Dataset records:
--------------------

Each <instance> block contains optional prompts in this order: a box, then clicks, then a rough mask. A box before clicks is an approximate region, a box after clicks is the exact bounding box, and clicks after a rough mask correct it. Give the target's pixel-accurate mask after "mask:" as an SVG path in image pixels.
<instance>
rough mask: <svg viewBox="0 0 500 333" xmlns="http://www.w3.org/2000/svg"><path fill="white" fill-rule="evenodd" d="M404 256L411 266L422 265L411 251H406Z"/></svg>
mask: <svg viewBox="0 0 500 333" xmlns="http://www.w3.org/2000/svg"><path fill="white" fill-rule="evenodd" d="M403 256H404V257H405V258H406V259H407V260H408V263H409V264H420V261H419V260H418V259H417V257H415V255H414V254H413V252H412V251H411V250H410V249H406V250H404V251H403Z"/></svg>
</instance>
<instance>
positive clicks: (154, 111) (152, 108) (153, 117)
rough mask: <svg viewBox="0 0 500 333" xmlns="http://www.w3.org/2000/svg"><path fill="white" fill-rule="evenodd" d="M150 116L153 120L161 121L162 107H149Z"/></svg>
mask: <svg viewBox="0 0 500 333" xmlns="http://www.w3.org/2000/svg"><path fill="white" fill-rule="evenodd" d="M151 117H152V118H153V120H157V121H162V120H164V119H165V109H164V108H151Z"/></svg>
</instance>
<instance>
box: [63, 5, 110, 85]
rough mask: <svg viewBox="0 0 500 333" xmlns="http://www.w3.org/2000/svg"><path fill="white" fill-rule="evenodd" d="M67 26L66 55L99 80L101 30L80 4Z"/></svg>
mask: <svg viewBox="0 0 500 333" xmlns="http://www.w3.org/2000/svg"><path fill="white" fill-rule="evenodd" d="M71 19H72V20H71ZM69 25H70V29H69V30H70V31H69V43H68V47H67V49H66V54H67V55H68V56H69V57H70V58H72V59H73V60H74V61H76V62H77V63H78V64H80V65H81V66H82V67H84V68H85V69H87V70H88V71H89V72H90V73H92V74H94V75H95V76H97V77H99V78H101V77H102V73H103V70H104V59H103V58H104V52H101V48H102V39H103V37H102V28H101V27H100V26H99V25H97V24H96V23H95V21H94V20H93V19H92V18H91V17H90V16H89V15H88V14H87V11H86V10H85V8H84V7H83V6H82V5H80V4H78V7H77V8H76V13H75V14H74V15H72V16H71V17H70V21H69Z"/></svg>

--------------------

For every line of the records that has the word "clicks" in it, make a copy.

# Task solution
Each <instance> block contains optional prompts in this order: a box, then clicks, then a rough mask. A box before clicks is an approximate region, a box after clicks is the exact bounding box, and clicks after a rough mask correct it. Give the target's pixel-accurate mask after "mask:" as an SVG path in image pixels.
positive clicks: (154, 111) (152, 108) (153, 117)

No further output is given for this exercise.